** START Records for processing **
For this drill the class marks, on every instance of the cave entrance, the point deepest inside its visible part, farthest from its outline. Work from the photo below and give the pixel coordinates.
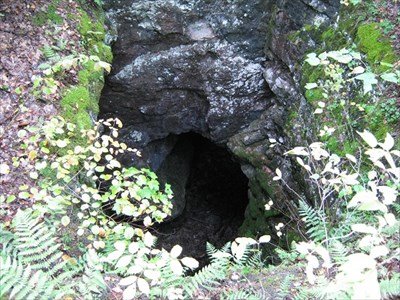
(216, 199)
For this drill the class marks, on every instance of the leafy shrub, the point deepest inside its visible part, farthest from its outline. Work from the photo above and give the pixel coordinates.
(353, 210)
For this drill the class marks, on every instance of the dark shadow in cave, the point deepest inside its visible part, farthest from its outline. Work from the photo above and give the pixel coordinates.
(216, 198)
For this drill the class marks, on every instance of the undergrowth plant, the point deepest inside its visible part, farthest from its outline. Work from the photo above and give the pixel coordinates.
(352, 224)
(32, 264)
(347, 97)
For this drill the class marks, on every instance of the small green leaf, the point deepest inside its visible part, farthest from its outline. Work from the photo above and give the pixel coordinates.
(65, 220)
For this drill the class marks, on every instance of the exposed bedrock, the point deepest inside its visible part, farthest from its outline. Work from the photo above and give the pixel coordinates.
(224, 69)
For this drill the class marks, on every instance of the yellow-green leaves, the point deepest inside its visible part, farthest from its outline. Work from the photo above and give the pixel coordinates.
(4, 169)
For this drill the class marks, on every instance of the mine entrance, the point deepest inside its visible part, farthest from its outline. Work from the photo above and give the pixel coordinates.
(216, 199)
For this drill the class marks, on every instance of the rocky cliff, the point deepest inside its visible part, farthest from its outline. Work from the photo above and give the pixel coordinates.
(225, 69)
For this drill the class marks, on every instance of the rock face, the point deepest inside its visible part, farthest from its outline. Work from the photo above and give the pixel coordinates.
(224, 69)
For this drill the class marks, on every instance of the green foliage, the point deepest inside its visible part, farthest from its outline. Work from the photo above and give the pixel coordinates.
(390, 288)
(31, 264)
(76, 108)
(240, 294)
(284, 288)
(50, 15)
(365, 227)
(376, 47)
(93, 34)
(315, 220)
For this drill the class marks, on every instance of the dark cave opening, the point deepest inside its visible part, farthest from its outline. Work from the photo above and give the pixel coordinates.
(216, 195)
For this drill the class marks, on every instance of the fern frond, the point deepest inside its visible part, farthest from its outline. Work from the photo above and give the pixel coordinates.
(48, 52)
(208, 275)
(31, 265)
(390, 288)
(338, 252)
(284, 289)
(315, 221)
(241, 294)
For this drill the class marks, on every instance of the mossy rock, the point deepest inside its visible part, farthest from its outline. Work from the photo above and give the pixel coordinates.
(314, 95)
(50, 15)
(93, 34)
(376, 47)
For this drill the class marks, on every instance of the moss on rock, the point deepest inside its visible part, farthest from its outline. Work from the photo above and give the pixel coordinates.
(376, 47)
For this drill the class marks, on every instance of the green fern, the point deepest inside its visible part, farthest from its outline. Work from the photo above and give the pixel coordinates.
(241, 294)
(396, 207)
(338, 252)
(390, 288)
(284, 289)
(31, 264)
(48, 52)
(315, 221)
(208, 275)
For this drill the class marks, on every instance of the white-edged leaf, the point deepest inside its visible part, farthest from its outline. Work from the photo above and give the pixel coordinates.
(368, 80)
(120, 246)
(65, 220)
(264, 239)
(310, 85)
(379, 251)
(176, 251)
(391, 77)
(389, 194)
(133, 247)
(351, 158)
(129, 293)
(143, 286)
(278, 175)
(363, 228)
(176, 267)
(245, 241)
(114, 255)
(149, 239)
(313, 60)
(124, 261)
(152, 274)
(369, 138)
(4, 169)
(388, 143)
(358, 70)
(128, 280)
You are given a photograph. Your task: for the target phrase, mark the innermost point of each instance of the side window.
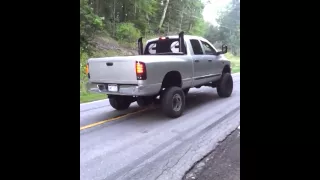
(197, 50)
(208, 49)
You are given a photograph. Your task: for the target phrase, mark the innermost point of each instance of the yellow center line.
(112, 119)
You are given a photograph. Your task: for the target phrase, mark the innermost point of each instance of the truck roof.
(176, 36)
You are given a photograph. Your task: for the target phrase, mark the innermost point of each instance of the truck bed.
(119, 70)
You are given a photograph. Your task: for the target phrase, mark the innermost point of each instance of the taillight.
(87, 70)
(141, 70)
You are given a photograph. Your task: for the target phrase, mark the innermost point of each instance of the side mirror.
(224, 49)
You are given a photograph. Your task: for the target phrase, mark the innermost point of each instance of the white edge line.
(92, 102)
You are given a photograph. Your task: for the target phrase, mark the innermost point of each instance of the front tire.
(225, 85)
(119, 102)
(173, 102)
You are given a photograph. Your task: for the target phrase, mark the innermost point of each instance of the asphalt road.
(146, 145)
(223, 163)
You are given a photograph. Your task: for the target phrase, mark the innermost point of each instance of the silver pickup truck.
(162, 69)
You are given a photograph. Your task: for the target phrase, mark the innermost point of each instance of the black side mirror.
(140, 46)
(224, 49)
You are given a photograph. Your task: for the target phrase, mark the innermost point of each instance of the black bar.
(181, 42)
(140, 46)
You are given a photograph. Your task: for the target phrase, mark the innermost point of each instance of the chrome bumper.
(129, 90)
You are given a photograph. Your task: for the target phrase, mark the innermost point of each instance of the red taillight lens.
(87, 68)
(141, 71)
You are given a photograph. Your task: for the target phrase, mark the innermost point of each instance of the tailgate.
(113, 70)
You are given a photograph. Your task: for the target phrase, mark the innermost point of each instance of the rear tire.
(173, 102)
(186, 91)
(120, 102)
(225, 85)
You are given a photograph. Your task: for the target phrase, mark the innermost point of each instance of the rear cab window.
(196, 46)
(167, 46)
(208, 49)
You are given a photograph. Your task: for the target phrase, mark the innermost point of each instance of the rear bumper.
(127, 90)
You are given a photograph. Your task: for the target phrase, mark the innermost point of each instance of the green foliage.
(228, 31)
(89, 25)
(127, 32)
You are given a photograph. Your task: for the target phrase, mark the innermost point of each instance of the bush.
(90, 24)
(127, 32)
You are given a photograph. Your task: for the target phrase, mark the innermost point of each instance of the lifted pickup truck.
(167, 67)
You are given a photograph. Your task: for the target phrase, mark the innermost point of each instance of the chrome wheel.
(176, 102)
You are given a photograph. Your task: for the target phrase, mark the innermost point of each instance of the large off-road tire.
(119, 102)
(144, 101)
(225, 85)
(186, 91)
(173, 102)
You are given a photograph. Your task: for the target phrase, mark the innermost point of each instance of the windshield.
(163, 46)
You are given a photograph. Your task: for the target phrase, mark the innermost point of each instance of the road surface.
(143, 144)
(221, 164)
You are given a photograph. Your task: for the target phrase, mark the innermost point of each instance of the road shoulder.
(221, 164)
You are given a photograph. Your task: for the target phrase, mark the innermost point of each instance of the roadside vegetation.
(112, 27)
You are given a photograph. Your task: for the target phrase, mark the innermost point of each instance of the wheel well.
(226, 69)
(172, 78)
** END Records for processing **
Return all the entries word for word, but omit any pictures they contain.

=== Written response ===
For this drill the class marks, on every instance of the cave entrance, the point deepest inside its visible part, farthest from its outline. Work from the photo below and give the pixel coordinates.
(216, 199)
For this drill the class marks, on every instance of the leafy shrub, the point deepest inside its visible part, farthest from its outline. Work from the photo above and give the pixel coordinates.
(353, 210)
For this drill the class marks, on every instance of the dark shadow in cave, the point deepest inside its visible part, farthest from its outline. Work from the photo above and give the pixel coordinates.
(216, 198)
For this drill the class marks, on every instance of the undergrowth plant, the point deepest inside its visible part, farthest from its outline. Work from the photo above and give the pixel coordinates.
(352, 224)
(32, 264)
(347, 97)
For this drill the class marks, on every instance of the small green leaf, the point deepest inside its visible part, farthest from its outline. Work from the photo above and give the pixel coordinates.
(65, 220)
For this drill the class marks, on every instance of the exposed bedrock, the point deepest inside its visible part, farthest from its outline. Work from the photo above and give the pixel coordinates.
(224, 69)
For this drill the class marks, on every instance of the yellow-green leaves, the point deepest inside its visible part, farthest from its outline. Work from the photo above and give the pixel coordinates.
(4, 169)
For this drill the class marks, on every instance of the mine entrance, the point deepest inside its visible part, farthest from its outline. Work from the photo above and give the pixel coordinates.
(216, 199)
For this drill the class marks, on every instance of the rocky cliff, the point deepest inside its visible part, farthest from its outline. Work from the photo above and give the pixel coordinates.
(225, 69)
For this drill the class marks, on every instance of the rock face, the point deepest inside its visible part, farthest from its outline. Work from the photo above and give the pixel coordinates.
(224, 69)
For this drill the class marks, on every instance of the green foliage, the point deepest inside its visible part, farthest from its outline. Work from the photo above and give the pixel coordinates.
(390, 288)
(31, 264)
(76, 108)
(240, 294)
(284, 288)
(50, 15)
(365, 227)
(376, 47)
(93, 34)
(315, 220)
For this drill the class marks, on every instance of the dark cave opening, the point deepest inside its visible part, farthest from its outline. Work from the photo above and give the pixel coordinates.
(216, 195)
For this drill the class marks, on every instance of the fern frond, the point deepest inside its visible part, farthest from its outline. Work from the photo above and give the pixel coordinates.
(48, 52)
(208, 275)
(31, 265)
(390, 288)
(338, 252)
(284, 289)
(315, 221)
(241, 294)
For this drill the class marks, on every instance of the mossy rock, the point deepest inside its visible part, farthest from its outline. Work from the photo above and give the pixel coordinates.
(314, 95)
(50, 15)
(93, 34)
(376, 47)
For this drill the class marks, on every instance of the moss on rock, the point deepest inside its visible part, farthest from its outline. Work from the photo above and give the pixel coordinates.
(376, 47)
For this drill the class marks, on every instance of the green fern, the point deepest inside its visible part, farthest from its outline. Work from the photo above and give the pixel coordinates.
(241, 294)
(396, 207)
(338, 252)
(390, 288)
(284, 289)
(31, 264)
(48, 52)
(315, 221)
(208, 275)
For this drill the class marks, on every instance of the white-edged leaf, the point deepest inside its visible part, farthest from its outline. Work from the photo above and give the pixel coordinates.
(368, 80)
(120, 246)
(65, 220)
(264, 239)
(310, 85)
(379, 251)
(176, 251)
(391, 77)
(389, 194)
(133, 247)
(351, 158)
(129, 293)
(143, 286)
(278, 175)
(363, 228)
(176, 267)
(245, 241)
(114, 255)
(149, 239)
(313, 60)
(124, 261)
(152, 274)
(369, 138)
(4, 169)
(388, 143)
(358, 70)
(128, 280)
You are given a photograph. Your task: for the target phrase, mark the innermost point of each instance of the side window.
(197, 50)
(208, 49)
You are given a photograph. Your task: for the target phrase, mark the innermost point of each instance of the yellow center line.
(112, 119)
You are given a photograph. Your task: for the target phrase, mark the innermost point of each instance of the truck roof.
(176, 36)
You are given a photograph. Your task: for the target phrase, mark the innermost point of each instance of the truck bed.
(119, 70)
You are given a photograph. Your task: for the target phrase, mark the innermost point of each instance of the taillight.
(87, 70)
(141, 70)
You are given a photograph. Your task: for the target phrase, mark the innermost point of each instance of the side mirror.
(224, 49)
You are given a photograph. Your task: for the target phrase, mark the innermost point of each instance of the white edge line.
(92, 102)
You are given a photograph. Your task: for the target phrase, mark the innermost point of each instance of the front tire.
(225, 85)
(119, 102)
(173, 102)
You are given a photograph. Your task: for the target phrase, mark the innermost point of each instance of the asphalt road.
(146, 145)
(223, 163)
You are given a photograph. Your task: for the target phrase, mark the innermost point of each instance of the silver pickup truck.
(162, 69)
You are given a photograph. Your task: for the target phrase, mark the innermost point of each instance of the black side mirror.
(140, 46)
(224, 49)
You are given a photograph. Your task: for the target phrase, mark the innermost point of each instance of the black bar.
(181, 42)
(140, 46)
You are given a photograph. Your task: for the target phrase, mark the innermost point of each instance of the chrome bumper.
(129, 90)
You are given a photograph. Your task: for the target phrase, mark the innermost point of each instance of the red taillight lens.
(87, 68)
(141, 71)
You are given a photograph. Your task: for the target phrase, mark the innermost point of each instance of the tailgate.
(113, 70)
You are given a photograph. Your task: for the target phrase, mark the innermost point of each instance of the rear tire.
(173, 102)
(186, 91)
(120, 102)
(225, 85)
You are given a photograph. Your task: for the target phrase, mark the innermost point of each instance of the rear cab window.
(196, 46)
(167, 46)
(208, 49)
You are given a photograph. Your task: for the target phrase, mark the innermost point of each instance of the rear bumper.
(127, 90)
You are given a photograph. Your task: for the target phrase, mark the innermost point of each instance of the green foliage.
(228, 31)
(89, 25)
(127, 32)
You are given a photograph. Your task: for the target phrase, mark the innermost point of each instance of the bush.
(90, 24)
(127, 32)
You are given a photograph. Your task: for the target phrase, mark the innermost point of each instance of the lifted pickup truck.
(167, 67)
You are given a photograph. Your task: for the target phrase, mark the innermost point of each instance of the chrome wheel.
(176, 102)
You are given a photograph. Your task: for the target phrase, mark the innermost point of each instance of the large off-road tire.
(119, 102)
(144, 101)
(225, 85)
(186, 91)
(173, 102)
You are given a photograph. Your task: for the target phrase, mark the innermost point of each instance of the windshield.
(163, 46)
You are given a photograph. Your task: for the target phrase, mark the innermost point of each instance of the road surface.
(143, 144)
(221, 164)
You are given a photograph. Your task: for the target phrase, mark the innermost point of each instance of the road shoulder.
(221, 164)
You are given a photograph. Your task: for the target phrase, mark the innermost point of each instance of the roadside vegetation.
(112, 27)
You are given a photograph. Your task: for the target phrase, mark the innermost point of each instance of the wheel well.
(226, 69)
(172, 78)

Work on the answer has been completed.